[STATED EXERCISE]
Which lines in the records below contain the string "petal"? Case matters. Find each such line and copy it out in full.

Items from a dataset
....
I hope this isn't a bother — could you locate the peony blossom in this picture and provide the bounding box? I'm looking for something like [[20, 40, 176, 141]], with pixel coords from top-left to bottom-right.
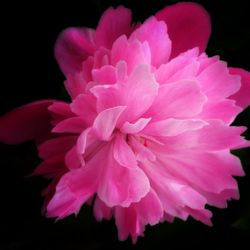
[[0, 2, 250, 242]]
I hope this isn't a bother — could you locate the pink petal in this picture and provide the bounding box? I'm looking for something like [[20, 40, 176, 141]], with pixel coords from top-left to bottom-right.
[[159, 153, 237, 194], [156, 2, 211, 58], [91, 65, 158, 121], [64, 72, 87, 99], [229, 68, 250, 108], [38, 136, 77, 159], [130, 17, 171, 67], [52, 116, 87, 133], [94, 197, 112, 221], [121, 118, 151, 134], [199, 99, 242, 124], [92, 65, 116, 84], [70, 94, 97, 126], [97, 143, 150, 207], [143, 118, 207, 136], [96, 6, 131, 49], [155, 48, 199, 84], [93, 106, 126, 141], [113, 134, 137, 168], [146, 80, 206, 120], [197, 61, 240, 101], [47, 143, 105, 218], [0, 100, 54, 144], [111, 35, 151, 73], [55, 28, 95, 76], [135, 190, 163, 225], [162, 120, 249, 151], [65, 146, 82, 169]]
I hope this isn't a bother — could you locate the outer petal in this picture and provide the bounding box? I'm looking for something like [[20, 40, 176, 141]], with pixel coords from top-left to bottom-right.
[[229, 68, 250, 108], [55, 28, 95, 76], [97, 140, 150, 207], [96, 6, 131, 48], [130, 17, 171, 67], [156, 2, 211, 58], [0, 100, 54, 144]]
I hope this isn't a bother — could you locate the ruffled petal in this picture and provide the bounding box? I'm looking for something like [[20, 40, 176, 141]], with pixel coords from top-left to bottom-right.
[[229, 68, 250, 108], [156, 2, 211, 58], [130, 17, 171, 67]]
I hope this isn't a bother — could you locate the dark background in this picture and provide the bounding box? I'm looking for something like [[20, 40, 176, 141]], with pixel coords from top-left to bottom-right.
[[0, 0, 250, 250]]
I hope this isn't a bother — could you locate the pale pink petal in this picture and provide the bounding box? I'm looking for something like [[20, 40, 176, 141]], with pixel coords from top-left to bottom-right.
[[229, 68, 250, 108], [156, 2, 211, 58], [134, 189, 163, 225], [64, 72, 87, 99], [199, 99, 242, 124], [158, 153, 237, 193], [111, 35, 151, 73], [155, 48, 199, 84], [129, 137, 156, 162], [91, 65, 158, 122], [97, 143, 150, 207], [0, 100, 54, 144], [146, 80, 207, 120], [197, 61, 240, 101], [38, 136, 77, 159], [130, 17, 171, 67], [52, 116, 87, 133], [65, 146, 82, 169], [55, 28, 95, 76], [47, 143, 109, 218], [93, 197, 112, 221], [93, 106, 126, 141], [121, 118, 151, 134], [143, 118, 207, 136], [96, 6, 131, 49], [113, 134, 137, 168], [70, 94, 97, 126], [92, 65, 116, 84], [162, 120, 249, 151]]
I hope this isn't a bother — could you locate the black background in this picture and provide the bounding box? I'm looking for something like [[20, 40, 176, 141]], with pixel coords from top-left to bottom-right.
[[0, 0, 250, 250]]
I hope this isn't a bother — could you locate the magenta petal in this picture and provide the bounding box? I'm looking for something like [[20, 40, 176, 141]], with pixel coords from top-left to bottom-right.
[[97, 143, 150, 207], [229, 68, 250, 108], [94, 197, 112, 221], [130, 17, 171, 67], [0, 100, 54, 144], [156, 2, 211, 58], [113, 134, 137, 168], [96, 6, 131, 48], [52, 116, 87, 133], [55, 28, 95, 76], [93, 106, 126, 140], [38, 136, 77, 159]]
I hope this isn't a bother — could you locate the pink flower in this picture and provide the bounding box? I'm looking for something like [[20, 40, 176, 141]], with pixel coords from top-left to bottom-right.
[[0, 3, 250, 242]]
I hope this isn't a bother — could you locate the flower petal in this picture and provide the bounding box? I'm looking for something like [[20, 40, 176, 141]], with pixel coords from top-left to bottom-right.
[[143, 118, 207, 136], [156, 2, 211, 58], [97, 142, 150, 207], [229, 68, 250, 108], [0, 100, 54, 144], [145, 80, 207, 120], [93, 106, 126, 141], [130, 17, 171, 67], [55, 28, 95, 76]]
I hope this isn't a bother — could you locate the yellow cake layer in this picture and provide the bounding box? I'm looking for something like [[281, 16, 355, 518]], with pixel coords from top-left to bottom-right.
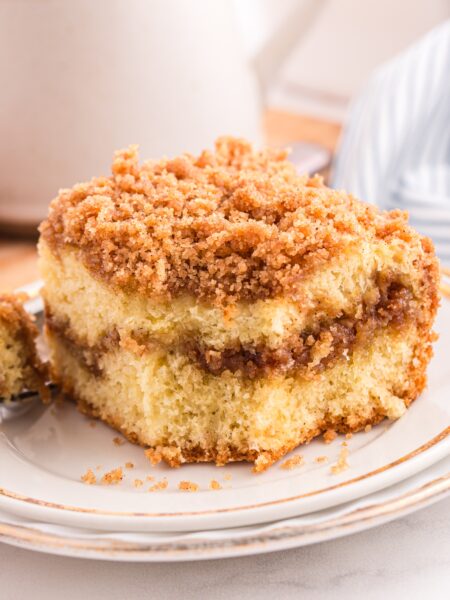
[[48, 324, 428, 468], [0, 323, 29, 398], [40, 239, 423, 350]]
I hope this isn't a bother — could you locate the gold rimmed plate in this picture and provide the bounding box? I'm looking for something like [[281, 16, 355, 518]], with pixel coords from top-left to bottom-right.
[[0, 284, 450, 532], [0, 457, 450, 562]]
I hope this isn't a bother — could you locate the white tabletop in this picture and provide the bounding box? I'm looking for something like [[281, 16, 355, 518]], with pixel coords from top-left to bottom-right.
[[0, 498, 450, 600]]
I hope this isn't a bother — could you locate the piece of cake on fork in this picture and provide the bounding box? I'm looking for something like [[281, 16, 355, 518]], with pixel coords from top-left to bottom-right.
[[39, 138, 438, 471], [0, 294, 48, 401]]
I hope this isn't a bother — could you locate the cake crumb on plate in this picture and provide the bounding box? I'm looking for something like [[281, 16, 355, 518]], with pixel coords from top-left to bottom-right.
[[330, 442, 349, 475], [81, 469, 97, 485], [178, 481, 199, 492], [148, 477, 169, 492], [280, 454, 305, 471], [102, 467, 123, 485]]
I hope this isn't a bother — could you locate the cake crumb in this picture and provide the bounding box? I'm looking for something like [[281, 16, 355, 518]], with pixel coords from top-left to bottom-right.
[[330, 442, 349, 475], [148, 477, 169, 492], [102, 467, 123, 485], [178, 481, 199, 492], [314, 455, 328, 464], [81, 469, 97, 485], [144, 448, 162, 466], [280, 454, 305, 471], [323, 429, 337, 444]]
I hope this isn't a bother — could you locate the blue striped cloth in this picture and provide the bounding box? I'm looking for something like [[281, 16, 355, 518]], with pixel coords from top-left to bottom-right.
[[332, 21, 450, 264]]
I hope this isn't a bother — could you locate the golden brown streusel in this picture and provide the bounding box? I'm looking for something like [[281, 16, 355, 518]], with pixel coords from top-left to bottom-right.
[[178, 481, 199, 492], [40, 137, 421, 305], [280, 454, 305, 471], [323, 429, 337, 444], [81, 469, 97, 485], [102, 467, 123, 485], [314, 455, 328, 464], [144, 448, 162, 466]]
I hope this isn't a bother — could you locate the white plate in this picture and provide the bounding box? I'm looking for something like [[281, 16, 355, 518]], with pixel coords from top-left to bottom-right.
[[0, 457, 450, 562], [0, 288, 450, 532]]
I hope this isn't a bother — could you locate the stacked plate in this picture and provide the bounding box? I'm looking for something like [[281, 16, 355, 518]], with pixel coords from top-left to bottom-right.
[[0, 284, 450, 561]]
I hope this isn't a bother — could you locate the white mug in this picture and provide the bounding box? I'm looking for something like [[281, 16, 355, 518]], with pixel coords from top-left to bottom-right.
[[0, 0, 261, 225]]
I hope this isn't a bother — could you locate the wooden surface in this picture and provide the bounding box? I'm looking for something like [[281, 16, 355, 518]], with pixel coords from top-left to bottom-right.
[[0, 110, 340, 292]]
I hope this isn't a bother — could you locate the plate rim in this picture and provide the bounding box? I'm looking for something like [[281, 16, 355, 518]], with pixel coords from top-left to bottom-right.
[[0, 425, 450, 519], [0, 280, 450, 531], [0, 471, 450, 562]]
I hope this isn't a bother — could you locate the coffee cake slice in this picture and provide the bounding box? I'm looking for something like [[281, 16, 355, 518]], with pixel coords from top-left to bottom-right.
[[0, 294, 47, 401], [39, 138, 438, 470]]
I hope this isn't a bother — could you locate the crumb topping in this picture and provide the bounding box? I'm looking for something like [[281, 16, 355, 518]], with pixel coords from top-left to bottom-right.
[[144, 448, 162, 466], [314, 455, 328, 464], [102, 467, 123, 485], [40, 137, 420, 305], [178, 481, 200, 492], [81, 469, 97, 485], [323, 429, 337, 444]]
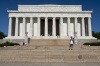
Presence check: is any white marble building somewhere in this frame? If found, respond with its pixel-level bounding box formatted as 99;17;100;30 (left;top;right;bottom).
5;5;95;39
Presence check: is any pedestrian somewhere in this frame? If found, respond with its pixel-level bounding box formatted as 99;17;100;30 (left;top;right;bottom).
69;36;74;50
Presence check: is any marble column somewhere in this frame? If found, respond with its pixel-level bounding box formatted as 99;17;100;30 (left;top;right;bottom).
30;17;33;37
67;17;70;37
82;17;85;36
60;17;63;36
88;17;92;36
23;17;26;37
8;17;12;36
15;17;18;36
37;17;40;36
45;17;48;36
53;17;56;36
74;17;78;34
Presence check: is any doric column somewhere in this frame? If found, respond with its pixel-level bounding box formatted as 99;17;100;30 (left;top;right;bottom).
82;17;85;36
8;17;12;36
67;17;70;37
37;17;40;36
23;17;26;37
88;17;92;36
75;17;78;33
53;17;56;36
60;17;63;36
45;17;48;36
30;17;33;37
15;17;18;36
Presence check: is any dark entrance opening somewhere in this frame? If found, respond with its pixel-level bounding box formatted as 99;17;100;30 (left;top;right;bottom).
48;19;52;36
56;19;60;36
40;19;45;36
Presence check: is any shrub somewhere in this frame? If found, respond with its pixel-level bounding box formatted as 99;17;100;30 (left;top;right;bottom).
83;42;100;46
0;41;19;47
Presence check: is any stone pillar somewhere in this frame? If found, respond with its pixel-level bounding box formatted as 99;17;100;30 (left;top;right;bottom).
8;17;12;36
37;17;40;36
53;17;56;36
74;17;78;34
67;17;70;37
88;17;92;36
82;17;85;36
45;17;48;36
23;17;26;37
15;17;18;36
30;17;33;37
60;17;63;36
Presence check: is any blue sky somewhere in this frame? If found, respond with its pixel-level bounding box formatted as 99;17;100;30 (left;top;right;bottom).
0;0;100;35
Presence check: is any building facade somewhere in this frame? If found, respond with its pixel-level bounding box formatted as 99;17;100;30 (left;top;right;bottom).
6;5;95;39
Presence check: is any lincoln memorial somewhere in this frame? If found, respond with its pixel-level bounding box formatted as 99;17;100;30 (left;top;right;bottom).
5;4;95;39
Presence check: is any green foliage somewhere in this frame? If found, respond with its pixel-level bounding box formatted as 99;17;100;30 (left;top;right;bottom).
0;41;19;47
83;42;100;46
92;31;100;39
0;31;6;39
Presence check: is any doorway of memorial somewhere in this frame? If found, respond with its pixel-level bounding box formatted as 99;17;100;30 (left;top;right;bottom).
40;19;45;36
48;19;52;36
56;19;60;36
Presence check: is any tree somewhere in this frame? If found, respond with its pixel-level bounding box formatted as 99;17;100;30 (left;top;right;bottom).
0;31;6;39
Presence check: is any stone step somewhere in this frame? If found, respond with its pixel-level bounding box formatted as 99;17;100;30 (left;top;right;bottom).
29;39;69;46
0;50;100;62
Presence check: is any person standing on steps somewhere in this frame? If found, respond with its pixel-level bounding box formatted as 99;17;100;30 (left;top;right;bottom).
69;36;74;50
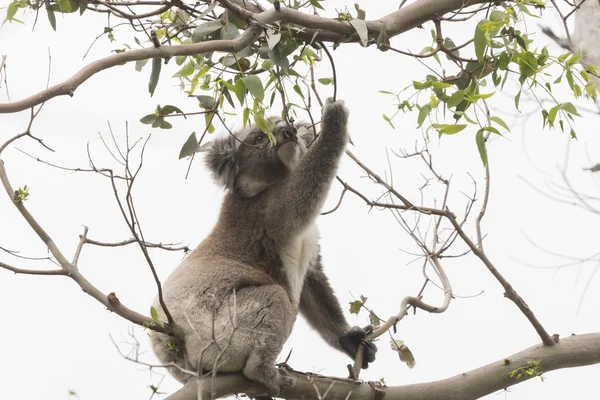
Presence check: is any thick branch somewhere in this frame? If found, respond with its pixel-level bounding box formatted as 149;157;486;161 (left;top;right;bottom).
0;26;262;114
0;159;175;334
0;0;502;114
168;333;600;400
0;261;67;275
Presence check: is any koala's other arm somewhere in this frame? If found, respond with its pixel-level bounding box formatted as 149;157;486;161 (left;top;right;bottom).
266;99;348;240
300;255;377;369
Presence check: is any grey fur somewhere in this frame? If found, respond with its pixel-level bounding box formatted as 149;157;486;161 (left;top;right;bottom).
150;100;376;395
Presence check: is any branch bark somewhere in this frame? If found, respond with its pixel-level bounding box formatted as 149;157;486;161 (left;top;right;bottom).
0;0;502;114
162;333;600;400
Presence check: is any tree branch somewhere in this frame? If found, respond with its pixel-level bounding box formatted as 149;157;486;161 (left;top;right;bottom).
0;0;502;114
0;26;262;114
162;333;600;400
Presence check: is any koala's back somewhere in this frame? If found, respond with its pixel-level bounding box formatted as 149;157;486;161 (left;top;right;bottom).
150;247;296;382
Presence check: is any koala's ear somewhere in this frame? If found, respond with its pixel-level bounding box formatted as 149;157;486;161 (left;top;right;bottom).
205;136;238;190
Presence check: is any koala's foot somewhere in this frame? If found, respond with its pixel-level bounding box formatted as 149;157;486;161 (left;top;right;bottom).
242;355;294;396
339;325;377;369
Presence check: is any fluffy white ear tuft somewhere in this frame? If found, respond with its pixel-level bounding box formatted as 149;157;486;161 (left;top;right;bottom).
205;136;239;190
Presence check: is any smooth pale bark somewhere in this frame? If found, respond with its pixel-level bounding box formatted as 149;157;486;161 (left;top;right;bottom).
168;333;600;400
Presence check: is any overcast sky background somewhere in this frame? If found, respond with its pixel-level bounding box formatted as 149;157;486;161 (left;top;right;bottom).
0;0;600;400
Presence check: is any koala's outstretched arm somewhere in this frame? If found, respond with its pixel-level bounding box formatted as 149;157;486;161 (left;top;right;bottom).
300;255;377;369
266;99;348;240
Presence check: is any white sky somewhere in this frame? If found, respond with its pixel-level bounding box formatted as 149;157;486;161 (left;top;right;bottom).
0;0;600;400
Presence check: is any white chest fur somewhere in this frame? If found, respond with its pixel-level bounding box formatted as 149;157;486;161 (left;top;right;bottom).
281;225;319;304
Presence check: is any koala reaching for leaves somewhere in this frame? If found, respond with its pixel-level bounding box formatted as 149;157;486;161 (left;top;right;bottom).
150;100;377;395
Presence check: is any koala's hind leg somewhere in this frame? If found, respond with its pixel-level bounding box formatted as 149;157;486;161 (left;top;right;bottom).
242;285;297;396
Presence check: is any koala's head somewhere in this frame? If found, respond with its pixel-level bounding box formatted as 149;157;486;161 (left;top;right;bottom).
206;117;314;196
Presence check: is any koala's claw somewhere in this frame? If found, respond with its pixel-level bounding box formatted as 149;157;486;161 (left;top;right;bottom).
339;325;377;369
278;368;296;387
....
[RIGHT ANSWER]
I hope this isn't a bother — could you locate the pink petal in this picture and provide the bounding box? I'm looking for something like [[20, 40, 176, 141]], with pixel coords from top-left to bottom-right.
I hope this isn't a bother — could you locate the outer petal in this picture and provide the bounding box? I'm looking for something like [[20, 40, 176, 141]], with pixel coords from top-left to bottom-right.
I hope this isn't a bother — could you locate the ruffled petal in this picture and provide the bounding box? I'm looking for something like [[20, 40, 176, 141]], with pixel coords from top-left to bottom-right.
I hope this isn't a bother — could you locate the pale pink petal in this picture and provide the bounding box? I'm looking for something like [[20, 40, 176, 141]], with pixel coords from top-left to bottom-right.
I hope this isn't a bother — could you locate the magenta petal in this picture and provide the bounding box? I'm looking for something like [[20, 40, 176, 141]], with pixel coords from top-left to bottom-right.
I hope this isn't a bother — could you locate the flower petal in this picture and provide the bounding box? I'm looking for something like [[20, 40, 176, 141]], with pixel coords from top-left to bottom-right.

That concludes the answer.